_Teks sumber_:
Oleh Wartawan Senior Panda Nababan
Untunglah kekristenan masuk ke tanah Batak. Karena, sebelum masuknya agama Kristen, orang Batak terkenal dengan kekuatan-kekuatan gelapnya, kekuatan-kekuatan gaibnya. Kemudian juga bakatnya ribut, berkelahi, antar-kampung, antar-desa, antar-daerah. Hal-hal negatif itu seakan sudah menjadi bagian dari gaya kehidupan sehari-hari orang Batak pada masa lampau.
Masuknya agama Kristen ke Tano Batak membawa perubahan yang signifikan pada masyarakatnya. Proses asimilasi secara kultural terjadi.

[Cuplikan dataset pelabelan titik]
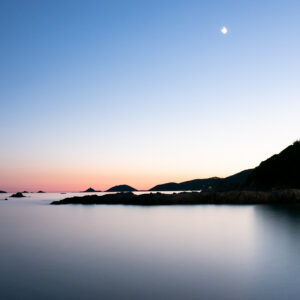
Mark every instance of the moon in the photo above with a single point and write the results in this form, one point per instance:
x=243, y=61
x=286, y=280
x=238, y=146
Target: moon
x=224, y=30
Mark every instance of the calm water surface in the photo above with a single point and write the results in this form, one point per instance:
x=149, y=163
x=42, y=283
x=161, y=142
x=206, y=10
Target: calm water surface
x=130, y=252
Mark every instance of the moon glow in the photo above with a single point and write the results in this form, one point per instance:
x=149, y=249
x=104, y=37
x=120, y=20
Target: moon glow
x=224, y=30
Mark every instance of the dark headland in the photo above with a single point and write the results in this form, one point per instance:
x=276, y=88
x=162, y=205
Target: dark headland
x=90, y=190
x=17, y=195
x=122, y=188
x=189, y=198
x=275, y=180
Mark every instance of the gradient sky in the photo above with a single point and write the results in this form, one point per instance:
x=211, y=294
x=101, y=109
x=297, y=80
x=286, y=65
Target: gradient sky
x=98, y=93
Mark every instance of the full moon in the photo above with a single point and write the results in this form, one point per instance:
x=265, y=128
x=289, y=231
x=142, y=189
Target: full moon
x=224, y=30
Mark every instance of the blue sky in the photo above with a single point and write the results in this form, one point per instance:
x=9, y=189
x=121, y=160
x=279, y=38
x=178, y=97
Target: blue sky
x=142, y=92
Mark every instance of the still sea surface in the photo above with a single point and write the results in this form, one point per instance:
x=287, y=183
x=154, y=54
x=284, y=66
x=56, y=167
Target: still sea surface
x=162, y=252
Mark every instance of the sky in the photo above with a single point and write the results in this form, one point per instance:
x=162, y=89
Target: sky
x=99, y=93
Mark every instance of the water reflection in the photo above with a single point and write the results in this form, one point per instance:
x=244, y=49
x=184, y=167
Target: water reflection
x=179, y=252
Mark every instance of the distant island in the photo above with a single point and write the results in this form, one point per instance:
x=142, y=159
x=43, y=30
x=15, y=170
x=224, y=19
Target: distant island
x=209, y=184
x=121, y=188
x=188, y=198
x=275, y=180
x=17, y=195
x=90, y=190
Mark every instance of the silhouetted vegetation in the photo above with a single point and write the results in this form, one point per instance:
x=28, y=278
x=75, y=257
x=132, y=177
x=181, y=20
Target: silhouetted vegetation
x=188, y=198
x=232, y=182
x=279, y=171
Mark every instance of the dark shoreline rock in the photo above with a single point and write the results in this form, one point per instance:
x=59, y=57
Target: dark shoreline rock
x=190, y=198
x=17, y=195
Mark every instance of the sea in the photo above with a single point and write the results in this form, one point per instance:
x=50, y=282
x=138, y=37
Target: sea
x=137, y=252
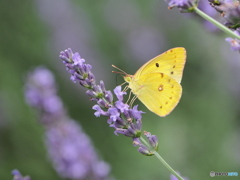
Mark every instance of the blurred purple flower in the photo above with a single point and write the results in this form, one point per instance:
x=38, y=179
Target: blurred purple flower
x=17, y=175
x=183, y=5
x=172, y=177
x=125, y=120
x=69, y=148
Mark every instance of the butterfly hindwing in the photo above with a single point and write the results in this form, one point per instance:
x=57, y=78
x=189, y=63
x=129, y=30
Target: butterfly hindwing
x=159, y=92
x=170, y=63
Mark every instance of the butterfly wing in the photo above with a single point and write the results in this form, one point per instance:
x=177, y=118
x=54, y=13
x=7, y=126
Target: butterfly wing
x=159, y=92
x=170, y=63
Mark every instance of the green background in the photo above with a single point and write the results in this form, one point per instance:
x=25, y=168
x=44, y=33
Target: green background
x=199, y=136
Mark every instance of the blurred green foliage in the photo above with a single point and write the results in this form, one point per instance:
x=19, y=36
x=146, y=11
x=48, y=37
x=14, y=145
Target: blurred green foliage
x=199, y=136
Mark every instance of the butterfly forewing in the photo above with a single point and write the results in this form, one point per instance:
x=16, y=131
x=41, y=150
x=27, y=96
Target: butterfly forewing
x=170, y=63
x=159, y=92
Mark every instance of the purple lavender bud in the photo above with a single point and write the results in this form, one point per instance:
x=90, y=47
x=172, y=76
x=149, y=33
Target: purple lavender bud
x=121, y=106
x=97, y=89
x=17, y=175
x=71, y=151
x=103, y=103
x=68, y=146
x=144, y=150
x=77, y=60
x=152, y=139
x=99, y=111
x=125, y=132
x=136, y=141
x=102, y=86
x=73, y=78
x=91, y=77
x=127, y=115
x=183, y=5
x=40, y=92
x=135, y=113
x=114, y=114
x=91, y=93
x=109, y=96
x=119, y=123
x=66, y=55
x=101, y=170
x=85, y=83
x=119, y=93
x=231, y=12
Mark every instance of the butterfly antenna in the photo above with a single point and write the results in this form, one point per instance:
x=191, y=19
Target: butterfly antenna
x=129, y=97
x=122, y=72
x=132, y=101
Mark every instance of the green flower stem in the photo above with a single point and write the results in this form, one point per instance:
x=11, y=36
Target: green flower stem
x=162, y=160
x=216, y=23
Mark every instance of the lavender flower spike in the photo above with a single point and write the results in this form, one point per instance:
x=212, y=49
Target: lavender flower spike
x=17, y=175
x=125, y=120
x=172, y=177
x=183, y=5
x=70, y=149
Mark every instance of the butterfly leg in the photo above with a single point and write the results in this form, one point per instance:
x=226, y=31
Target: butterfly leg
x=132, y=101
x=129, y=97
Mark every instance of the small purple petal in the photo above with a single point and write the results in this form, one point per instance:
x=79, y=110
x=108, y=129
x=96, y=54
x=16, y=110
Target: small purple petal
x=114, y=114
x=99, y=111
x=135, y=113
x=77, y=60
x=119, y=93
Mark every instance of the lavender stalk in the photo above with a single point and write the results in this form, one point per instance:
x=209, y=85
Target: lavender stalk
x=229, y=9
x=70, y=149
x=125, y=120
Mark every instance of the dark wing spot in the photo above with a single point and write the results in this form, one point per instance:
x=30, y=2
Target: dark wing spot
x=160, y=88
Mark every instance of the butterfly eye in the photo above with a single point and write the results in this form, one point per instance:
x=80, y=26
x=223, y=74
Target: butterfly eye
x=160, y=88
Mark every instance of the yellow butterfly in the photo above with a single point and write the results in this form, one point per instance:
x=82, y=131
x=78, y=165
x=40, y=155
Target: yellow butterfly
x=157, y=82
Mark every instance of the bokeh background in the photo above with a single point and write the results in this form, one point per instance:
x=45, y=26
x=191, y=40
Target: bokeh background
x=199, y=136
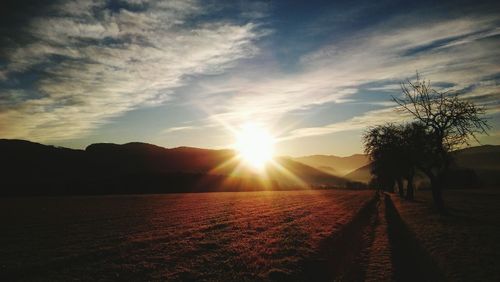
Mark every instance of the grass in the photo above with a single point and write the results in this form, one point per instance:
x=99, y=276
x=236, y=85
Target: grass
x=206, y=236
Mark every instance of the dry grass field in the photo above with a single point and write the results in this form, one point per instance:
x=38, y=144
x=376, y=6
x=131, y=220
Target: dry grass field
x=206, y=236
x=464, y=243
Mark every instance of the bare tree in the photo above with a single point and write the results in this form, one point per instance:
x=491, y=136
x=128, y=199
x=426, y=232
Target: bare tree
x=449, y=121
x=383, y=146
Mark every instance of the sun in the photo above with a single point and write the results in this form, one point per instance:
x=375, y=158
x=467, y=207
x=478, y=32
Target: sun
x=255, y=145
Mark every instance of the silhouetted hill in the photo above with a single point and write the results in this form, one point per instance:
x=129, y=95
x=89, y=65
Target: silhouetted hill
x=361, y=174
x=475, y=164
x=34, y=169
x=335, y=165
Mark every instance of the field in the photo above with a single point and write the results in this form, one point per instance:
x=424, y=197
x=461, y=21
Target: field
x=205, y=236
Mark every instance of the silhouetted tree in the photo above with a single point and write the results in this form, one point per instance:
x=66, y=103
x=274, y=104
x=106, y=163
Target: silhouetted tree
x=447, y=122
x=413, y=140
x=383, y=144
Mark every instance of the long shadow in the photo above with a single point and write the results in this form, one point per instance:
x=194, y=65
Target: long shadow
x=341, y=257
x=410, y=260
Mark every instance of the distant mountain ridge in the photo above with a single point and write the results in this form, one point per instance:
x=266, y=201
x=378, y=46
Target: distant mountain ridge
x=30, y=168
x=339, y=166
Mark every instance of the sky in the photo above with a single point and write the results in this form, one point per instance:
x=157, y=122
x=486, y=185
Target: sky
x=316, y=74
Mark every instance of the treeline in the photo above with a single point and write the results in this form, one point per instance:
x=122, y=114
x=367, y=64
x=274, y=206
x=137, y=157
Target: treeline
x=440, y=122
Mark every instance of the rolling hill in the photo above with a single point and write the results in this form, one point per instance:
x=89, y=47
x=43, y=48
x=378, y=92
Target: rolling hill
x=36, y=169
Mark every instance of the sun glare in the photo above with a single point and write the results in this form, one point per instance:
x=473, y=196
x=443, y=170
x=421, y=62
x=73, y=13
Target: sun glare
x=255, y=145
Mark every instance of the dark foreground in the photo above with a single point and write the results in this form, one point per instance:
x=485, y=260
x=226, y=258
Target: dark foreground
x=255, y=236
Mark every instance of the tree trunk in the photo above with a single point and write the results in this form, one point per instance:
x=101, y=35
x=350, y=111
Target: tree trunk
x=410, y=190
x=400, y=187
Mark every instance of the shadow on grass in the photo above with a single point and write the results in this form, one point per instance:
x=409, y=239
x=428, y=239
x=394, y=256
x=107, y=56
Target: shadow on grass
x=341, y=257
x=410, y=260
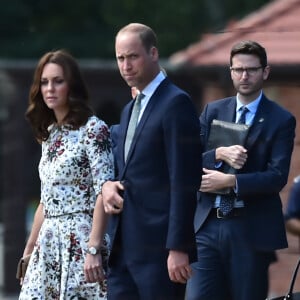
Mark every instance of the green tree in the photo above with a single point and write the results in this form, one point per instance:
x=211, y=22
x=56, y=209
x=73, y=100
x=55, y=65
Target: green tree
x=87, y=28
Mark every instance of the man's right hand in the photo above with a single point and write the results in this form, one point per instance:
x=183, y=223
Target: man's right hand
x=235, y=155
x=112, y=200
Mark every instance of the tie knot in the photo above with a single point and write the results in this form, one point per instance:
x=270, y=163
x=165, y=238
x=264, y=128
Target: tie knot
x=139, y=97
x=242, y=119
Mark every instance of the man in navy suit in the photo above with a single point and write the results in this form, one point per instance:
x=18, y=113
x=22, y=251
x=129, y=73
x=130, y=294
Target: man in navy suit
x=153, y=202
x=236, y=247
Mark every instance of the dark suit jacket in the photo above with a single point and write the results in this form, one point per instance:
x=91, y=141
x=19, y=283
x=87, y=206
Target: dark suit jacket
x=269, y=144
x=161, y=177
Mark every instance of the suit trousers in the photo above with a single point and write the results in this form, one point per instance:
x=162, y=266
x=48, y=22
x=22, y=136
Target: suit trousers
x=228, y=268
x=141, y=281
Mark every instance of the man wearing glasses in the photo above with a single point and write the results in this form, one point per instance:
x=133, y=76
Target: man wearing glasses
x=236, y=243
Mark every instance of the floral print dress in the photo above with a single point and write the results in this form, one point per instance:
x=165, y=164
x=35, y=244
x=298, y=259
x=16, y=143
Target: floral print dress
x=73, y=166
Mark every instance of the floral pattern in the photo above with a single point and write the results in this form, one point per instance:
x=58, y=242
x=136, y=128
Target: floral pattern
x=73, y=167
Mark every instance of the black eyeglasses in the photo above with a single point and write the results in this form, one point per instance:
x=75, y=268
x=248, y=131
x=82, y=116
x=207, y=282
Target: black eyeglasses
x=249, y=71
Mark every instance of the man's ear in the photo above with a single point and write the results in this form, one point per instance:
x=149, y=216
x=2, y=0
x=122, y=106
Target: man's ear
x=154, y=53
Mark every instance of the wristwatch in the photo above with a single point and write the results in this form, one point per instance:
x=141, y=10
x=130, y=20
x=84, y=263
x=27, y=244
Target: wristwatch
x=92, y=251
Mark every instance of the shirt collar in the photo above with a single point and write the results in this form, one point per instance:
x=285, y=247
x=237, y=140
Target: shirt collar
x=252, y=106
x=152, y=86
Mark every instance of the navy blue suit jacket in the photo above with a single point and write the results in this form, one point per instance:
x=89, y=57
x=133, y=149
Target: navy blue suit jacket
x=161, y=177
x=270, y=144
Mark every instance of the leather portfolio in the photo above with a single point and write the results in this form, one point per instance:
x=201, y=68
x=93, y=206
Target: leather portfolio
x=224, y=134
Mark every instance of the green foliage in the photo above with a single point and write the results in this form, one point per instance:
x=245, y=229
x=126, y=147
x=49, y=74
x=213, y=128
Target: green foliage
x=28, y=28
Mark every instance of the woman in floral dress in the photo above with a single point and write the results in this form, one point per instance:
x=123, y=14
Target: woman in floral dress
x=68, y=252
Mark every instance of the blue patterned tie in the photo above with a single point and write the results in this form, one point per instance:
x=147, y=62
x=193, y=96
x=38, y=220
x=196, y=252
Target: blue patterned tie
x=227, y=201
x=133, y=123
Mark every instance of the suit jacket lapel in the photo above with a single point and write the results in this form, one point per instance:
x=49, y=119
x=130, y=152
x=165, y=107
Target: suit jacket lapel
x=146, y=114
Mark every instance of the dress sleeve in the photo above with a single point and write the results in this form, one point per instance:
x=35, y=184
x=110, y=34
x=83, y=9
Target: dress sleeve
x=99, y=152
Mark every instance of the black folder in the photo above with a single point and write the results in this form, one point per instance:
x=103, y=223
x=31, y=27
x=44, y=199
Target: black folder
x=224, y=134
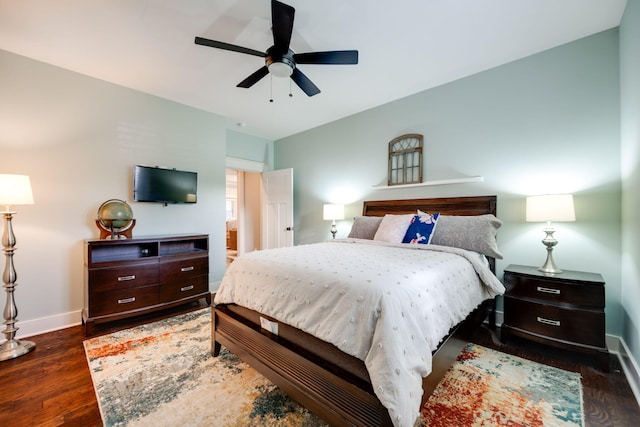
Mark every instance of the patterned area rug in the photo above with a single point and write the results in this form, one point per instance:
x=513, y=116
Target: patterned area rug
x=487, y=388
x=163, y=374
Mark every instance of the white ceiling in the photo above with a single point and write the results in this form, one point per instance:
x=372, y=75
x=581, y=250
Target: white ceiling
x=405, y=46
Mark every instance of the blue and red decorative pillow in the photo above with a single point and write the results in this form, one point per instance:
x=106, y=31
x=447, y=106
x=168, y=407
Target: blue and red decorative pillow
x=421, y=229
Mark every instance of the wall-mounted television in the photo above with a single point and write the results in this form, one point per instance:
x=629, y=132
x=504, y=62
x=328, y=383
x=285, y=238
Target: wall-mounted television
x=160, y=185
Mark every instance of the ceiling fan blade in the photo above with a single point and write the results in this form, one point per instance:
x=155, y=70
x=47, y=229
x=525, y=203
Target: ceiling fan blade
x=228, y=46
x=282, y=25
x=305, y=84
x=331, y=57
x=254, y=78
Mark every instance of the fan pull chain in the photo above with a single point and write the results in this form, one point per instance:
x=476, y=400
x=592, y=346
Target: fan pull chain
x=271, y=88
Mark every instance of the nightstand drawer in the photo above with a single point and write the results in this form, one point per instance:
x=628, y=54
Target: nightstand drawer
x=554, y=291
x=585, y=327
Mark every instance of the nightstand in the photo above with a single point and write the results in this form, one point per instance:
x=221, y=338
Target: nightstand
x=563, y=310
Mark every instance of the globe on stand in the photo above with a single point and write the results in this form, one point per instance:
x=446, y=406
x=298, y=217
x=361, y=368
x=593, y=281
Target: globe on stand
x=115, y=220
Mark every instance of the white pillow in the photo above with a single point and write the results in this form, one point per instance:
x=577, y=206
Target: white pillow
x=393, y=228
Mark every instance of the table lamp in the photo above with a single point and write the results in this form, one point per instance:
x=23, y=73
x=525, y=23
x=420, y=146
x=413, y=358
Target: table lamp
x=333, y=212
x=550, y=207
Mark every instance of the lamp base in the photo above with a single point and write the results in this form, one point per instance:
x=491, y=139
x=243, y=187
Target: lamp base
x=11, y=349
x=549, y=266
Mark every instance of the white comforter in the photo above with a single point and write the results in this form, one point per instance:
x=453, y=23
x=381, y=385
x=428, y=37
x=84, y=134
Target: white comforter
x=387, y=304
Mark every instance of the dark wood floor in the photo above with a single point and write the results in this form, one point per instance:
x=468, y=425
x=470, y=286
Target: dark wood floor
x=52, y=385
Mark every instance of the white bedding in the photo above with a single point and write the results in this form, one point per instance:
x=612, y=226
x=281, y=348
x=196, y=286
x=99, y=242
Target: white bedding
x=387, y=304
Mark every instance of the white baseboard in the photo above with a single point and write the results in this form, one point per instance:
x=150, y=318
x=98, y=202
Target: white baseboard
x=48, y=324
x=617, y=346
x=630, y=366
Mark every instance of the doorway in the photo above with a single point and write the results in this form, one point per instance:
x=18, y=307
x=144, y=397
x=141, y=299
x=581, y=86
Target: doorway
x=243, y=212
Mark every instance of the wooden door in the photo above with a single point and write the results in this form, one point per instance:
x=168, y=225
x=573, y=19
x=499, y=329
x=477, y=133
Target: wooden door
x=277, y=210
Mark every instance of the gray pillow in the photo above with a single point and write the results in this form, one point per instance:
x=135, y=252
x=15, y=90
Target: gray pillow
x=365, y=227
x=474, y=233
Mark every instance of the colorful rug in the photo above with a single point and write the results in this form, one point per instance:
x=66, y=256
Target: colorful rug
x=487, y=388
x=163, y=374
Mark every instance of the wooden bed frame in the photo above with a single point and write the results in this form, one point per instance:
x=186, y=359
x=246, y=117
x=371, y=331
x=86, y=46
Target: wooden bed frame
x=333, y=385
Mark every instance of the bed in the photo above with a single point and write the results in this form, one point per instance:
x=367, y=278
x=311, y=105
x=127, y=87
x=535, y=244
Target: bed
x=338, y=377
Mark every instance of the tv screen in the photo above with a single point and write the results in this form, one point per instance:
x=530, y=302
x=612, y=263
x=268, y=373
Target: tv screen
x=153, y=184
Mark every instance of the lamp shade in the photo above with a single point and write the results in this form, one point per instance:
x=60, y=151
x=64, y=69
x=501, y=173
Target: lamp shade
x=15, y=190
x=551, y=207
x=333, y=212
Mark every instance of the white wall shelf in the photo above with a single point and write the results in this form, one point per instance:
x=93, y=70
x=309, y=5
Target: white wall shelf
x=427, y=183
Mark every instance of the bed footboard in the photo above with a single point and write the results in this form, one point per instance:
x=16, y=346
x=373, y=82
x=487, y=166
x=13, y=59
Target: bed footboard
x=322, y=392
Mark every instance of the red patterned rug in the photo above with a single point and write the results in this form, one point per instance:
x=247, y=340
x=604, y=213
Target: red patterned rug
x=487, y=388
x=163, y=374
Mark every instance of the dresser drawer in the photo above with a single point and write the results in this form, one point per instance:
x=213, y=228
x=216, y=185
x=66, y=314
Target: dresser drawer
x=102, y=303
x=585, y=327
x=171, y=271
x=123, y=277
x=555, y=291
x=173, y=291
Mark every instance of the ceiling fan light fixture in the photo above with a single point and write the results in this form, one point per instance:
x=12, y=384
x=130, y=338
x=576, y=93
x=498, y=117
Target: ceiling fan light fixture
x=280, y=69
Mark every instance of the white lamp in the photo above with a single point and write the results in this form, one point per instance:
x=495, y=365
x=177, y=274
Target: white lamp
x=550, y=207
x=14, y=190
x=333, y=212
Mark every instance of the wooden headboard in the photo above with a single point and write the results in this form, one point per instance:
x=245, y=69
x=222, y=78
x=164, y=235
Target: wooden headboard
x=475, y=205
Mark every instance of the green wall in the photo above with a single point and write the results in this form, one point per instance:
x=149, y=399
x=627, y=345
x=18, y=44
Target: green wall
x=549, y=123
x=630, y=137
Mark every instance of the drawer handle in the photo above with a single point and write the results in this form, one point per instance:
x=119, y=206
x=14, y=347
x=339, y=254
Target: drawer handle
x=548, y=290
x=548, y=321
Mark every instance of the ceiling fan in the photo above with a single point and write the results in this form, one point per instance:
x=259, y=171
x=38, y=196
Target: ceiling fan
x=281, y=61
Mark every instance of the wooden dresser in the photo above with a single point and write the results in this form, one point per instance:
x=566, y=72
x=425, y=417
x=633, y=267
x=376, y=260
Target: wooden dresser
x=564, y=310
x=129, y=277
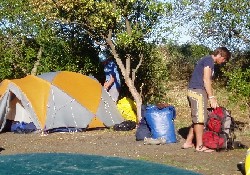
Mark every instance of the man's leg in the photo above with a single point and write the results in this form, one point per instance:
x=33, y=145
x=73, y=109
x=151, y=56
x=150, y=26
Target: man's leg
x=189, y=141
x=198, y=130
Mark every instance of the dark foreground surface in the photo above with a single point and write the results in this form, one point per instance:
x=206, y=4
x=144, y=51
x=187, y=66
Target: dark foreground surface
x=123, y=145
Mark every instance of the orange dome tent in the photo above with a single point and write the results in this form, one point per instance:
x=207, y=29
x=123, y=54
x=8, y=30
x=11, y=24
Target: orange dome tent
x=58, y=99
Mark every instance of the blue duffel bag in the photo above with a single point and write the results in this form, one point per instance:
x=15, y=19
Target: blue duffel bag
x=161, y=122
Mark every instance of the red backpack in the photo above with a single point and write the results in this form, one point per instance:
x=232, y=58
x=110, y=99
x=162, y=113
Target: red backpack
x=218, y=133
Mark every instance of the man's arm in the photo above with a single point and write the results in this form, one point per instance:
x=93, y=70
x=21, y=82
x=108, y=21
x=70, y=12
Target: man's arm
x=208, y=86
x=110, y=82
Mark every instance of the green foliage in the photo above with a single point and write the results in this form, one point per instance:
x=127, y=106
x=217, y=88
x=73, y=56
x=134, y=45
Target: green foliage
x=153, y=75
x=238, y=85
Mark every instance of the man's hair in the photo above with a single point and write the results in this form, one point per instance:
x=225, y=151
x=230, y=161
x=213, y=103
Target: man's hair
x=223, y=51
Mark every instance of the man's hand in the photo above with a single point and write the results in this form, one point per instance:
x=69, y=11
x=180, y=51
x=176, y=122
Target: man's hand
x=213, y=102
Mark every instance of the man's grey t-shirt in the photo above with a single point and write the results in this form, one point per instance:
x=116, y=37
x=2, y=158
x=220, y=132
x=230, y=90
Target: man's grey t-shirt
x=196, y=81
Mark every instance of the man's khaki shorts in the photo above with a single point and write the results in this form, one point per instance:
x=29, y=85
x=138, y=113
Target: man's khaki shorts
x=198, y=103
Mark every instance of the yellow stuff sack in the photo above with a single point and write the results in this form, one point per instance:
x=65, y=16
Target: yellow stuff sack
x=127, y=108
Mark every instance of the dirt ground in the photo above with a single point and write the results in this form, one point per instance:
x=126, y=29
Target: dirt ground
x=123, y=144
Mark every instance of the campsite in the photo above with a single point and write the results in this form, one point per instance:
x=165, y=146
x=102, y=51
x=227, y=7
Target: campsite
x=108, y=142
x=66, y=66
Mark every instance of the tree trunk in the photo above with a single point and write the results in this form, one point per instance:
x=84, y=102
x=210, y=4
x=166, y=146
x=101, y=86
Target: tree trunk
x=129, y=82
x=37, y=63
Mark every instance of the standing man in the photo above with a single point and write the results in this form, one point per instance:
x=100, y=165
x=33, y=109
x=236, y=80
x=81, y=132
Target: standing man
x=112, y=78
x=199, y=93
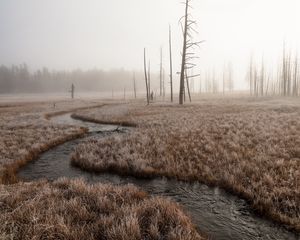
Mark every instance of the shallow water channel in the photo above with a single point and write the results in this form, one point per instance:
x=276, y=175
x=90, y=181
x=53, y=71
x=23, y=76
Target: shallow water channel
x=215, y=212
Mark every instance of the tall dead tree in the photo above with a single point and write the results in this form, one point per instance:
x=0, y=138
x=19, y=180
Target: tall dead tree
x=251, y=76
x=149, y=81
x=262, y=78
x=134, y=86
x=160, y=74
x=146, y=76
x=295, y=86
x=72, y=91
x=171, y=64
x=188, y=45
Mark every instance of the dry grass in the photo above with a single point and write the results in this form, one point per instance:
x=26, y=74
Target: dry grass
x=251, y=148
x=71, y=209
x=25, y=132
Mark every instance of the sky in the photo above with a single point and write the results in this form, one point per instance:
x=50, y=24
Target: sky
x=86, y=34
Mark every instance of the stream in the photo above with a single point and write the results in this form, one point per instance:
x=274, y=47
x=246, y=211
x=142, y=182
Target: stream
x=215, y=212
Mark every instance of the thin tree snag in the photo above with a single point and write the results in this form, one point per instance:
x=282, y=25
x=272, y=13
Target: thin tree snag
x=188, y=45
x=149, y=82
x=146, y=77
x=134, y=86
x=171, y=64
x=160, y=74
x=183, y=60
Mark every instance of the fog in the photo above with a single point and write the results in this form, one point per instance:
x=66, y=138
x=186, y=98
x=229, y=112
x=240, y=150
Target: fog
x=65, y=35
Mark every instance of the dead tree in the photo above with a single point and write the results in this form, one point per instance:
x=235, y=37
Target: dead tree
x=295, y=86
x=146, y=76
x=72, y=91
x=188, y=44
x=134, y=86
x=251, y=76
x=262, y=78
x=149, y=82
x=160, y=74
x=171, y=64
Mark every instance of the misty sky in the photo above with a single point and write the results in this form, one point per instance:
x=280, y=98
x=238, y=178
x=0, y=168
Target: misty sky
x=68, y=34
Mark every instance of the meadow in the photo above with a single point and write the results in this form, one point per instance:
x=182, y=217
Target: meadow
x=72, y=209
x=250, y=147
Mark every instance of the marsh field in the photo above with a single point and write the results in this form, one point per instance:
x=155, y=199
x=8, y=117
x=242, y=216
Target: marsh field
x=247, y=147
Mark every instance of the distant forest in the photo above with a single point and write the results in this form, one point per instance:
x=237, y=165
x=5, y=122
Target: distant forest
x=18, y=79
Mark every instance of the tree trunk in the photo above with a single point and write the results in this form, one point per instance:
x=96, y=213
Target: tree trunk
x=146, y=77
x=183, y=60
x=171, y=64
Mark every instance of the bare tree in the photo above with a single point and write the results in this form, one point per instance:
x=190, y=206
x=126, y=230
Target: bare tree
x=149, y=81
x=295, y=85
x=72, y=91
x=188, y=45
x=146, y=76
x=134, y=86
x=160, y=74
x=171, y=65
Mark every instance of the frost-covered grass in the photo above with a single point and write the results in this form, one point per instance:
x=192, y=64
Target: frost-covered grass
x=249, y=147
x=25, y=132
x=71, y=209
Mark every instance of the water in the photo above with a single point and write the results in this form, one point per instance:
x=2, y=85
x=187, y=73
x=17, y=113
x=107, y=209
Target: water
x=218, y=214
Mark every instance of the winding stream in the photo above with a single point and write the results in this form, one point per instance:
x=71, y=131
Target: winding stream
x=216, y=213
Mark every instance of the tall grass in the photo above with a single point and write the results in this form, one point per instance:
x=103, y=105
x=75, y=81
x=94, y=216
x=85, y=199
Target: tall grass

_Instruksi tertulis 1_: Menurut teks tentang masuknya agama Kristen ke Tano Batak, proses apa yang terjadi secara kultural?
_Instruksi tertulis 2_: Sajikan sebagai daftar JSON berisi string bagian catatan mulai dari baris yang memuat "Mark every instance of the silhouetted tree" sampai dengan baris yang memuat "x=255, y=236", satu string untuk setiap baris dan tanpa baris kosong.
Teks dan catatan di atas tidak memiliki hubungan satu sama lain.

_Penyelesaian tugas 1_: Proses asimilasi secara kultural terjadi.

_Penyelesaian tugas 2_:
[
  "Mark every instance of the silhouetted tree in the photo above with a single point and write the results in this form, one point per instance:",
  "x=66, y=103",
  "x=274, y=104",
  "x=106, y=163",
  "Target: silhouetted tree",
  "x=447, y=122",
  "x=413, y=140",
  "x=383, y=144",
  "Mark every instance of the long shadow in the photo above with a single point and write the results in this form, one point per instance:",
  "x=194, y=65",
  "Target: long shadow",
  "x=341, y=257",
  "x=410, y=260",
  "Mark every instance of the distant mountain ridge in the photo above with a single point and write the results in this form, one point per instance:",
  "x=266, y=201",
  "x=378, y=46",
  "Target: distant mountain ridge",
  "x=30, y=168",
  "x=339, y=166",
  "Mark every instance of the sky in the photo above with a single point and write the results in this form, one point per instance:",
  "x=157, y=122",
  "x=486, y=185",
  "Target: sky",
  "x=316, y=74",
  "Mark every instance of the treeline in the photo above with a single point and write the results in this form, one point per instance:",
  "x=122, y=114",
  "x=367, y=64",
  "x=274, y=206",
  "x=137, y=157",
  "Target: treeline",
  "x=440, y=122",
  "Mark every instance of the rolling hill in the photo above with a single point and write the results in this form, one point per instance:",
  "x=89, y=47",
  "x=43, y=48",
  "x=378, y=92",
  "Target: rolling hill",
  "x=36, y=169",
  "Mark every instance of the sun glare in the photo above with a single point and write the results in this form, one point per instance:",
  "x=473, y=196",
  "x=443, y=170",
  "x=421, y=62",
  "x=73, y=13",
  "Target: sun glare",
  "x=255, y=145",
  "Mark every instance of the dark foreground in the photo above with a single point and write the results in this form, one point per instance:",
  "x=485, y=260",
  "x=226, y=258",
  "Target: dark foreground",
  "x=255, y=236"
]